● PROBLEM DESCRIPTION
Copy the material verbatim, starting at the line with "Keypoint placement: for each instance of the child in" and continuing through the end of the material. Include both the starting line and the final line.

● SUPPLIED RECORDS

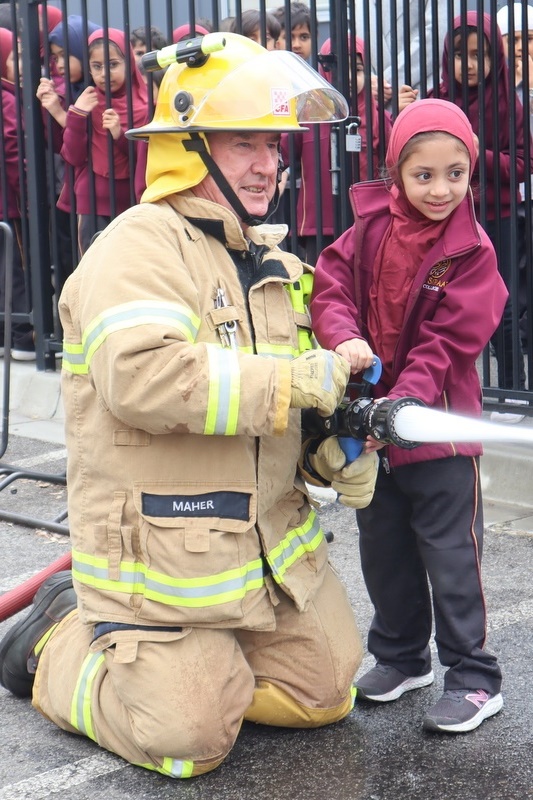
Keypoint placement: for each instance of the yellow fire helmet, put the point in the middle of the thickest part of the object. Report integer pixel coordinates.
(225, 82)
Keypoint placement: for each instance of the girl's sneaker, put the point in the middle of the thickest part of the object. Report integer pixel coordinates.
(384, 683)
(462, 710)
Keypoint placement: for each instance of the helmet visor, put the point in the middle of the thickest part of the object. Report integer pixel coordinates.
(274, 90)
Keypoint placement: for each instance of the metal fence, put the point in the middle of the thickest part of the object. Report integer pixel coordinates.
(403, 45)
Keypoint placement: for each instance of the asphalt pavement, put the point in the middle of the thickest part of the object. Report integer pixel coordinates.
(379, 752)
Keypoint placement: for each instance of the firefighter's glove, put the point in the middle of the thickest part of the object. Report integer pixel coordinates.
(318, 380)
(353, 482)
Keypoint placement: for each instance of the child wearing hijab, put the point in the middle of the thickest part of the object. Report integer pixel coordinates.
(100, 115)
(367, 160)
(415, 280)
(65, 84)
(496, 157)
(23, 347)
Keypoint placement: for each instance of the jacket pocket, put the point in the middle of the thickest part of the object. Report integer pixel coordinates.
(199, 551)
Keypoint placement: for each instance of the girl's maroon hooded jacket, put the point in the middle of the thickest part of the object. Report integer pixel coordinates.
(11, 122)
(455, 304)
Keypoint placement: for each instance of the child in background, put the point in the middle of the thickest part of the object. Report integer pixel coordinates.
(145, 39)
(250, 26)
(416, 282)
(108, 122)
(497, 168)
(23, 346)
(525, 95)
(300, 22)
(502, 18)
(64, 86)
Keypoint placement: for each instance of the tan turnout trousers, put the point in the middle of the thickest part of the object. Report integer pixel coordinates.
(174, 701)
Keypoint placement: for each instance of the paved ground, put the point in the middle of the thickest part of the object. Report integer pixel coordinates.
(378, 753)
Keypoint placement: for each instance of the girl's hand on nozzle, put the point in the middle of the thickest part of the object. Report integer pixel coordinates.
(357, 353)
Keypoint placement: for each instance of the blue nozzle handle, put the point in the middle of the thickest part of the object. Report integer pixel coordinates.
(352, 448)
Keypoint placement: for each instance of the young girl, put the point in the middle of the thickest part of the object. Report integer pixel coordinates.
(496, 170)
(92, 118)
(416, 282)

● ANSWER BELOW
Keypoint placement: for each instance of the child in background, put the point in the middle of the thickest part of the object. Report integer pixel coordinates.
(145, 39)
(250, 26)
(416, 282)
(108, 122)
(497, 168)
(23, 346)
(525, 95)
(300, 22)
(502, 18)
(64, 86)
Keypoint placement: for each instance of the tan turnout trousers, put the point in the middle of the thickest part of the object. Report integer pixel coordinates.
(174, 701)
Keypoint placement: for each instance of the paved ground, put the point in the middle of the thickest part of the object. Report integer pixel coordinates.
(378, 753)
Keypoint placement: for each instance of the girl's hand on nozzle, put the point in the middle of the thickest part of the object. Report integer pixel coordinates.
(357, 353)
Keypoint placement: for each instance of the blue nozzle handle, put the point in the middle of the thickest part of the object. Report integer pixel coordinates.
(352, 448)
Keypoint placement: for each instance of the young girl, put the point in the middle of the thickest part of the object. Report integer pixel coordinates.
(496, 170)
(92, 118)
(416, 282)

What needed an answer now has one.